Requirements - Copy the rows below with every "indicate" replaced by "mark", changing nothing else.
───── Data excerpts ─────
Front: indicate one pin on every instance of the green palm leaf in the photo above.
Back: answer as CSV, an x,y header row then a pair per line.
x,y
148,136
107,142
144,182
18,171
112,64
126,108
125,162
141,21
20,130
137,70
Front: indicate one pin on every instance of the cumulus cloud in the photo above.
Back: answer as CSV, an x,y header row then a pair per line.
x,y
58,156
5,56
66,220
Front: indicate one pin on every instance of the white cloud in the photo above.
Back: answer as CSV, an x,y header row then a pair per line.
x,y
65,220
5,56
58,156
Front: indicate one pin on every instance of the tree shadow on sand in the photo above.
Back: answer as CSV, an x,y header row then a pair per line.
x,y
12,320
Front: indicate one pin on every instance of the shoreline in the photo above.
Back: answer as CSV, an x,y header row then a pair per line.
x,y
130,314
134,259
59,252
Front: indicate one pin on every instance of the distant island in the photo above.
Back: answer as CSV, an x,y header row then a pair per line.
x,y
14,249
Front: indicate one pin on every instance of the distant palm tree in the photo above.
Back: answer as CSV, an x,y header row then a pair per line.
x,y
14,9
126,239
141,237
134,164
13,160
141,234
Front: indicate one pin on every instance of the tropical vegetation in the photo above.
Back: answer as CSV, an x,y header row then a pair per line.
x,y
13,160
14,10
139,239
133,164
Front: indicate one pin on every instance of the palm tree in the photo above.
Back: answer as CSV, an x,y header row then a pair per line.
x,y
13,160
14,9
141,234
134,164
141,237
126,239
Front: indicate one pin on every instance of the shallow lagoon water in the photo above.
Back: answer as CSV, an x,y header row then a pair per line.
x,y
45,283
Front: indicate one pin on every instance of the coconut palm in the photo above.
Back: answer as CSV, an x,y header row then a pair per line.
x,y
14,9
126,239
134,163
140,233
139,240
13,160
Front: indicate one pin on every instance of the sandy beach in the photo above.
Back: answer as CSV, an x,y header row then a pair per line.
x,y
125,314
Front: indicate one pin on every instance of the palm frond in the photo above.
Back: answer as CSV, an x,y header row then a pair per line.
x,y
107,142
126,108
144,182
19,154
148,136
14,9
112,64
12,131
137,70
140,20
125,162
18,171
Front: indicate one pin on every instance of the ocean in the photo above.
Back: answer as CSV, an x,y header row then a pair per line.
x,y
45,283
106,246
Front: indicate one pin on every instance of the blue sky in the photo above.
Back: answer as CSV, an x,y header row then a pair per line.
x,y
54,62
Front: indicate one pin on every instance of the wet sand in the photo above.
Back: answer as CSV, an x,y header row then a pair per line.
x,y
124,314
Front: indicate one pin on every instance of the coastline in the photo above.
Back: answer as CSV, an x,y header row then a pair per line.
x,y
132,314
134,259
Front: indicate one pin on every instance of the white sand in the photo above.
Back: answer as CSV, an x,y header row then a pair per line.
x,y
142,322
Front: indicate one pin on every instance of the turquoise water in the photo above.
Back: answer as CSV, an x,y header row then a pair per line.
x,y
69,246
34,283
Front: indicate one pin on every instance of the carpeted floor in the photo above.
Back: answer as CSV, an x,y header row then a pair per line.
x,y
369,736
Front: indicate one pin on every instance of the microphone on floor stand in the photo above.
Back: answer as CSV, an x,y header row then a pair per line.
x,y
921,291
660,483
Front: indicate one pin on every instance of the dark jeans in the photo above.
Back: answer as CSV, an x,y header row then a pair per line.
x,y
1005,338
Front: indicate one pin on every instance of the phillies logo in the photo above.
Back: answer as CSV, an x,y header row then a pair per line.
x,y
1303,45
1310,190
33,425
─────
Reply to the task -
Front: mark one pin on every instance of the green palm leaf in the photo above.
Back: answer as CSV, an x,y header row then a pair per line.
x,y
148,136
107,142
144,182
18,171
112,64
126,108
125,162
141,21
20,130
137,70
Front: mark one pin on every instance of the cumulus cloud in the photo above.
Back: answer as CSV, an x,y header row then a pair per line.
x,y
58,156
5,56
66,220
Front: mark one pin on every instance of the white cloud in the photo above.
Back: answer as CSV, an x,y header row then a pair per line.
x,y
65,220
5,56
58,156
Front: mark one pin on every instance of the tree shadow on sand in the photo above.
Back: answer as CSV, an x,y header row then a pair per line.
x,y
12,320
Front: mark one pin on every instance of the shoreline in the photo above.
Back: answer as CSV, an x,y header row then a pair per line.
x,y
130,314
134,259
59,252
Front: mark one pin on every instance of the distant island in the photo above.
Back: answer as CSV, an x,y header row then a pair per line.
x,y
14,249
Front: mark one pin on every instance of the distant palm tree in the photo above.
Back: answer as CSV, an x,y header row then a pair per line.
x,y
14,9
126,239
141,237
134,164
13,160
141,234
Front: mark one pin on every instance of the tropical vegetation in the photo above.
Back: answer as CSV, an x,y header row then a pair per line.
x,y
13,160
14,10
139,239
133,164
Front: mark one pin on every instance of the palm tree in the photo above.
Back: answer as CSV, an x,y header row then a pair per line.
x,y
13,160
14,9
141,234
134,164
141,237
126,239
Front: mark one pin on every instance of the shallow lagoon water in the photo above.
Back: answer as CSV, an x,y header row then a pair per line.
x,y
45,283
Front: mark one pin on every instance of the coconut palm in the photo above.
Back: answer as CSV, an x,y header row then a pair per line.
x,y
14,9
126,239
134,163
140,233
139,240
13,160
Front: mark one pin on every instance of the sandy beach in the photo above.
Back: answer as CSV, an x,y header row then a pair per line.
x,y
125,314
Front: mark one pin on every instance of the palm frond in the photo above.
Back: answer as CSV, an x,y header row then a pair per line.
x,y
107,142
126,108
144,182
19,154
148,136
14,9
112,64
12,131
137,70
140,20
125,162
18,171
Front: mark one pin on every instance of the ocean in the photo above.
Back: answer as CSV, an x,y header row then a pair per line.
x,y
45,283
106,246
Front: mark one pin on every instance of the blue sky in the photo above.
Back: answer as CSV, an x,y header row then a pair per line.
x,y
54,62
Front: mark one pin on every instance of the wet sand in the photo above.
Back: answer as CSV, an x,y header row then a pair per line.
x,y
124,314
Front: mark one pin on every instance of the coastline in the photo above.
Back: answer as CSV, an x,y header row then a pair per line.
x,y
132,314
134,259
Front: mark one pin on every instance of the white sand in the photo above.
Back: answer as CSV, an x,y header row then a pair per line.
x,y
142,322
Front: mark one pin on every instance of the turquoise water in the photo above.
Back: answer as CSV, an x,y header row then a pair per line.
x,y
69,246
34,283
Front: mark one pin on every instance of the carpeted floor in the photo above.
Back: answer as CSV, an x,y header row then a pair per line.
x,y
369,736
Front: mark one pin on every instance of the microphone on floor stand in the photo above.
Back: answer as CSV, an x,y header row then a pair per line.
x,y
921,291
660,483
Front: mark one pin on every instance of the dark jeans in the photo above.
Back: answer as CSV, an x,y header row then a pair per line.
x,y
1005,338
Front: mark one pin on every instance of the phillies logo in the photo above.
Back: answer as CSV, an x,y header row then a pair per line.
x,y
1303,45
1310,190
33,425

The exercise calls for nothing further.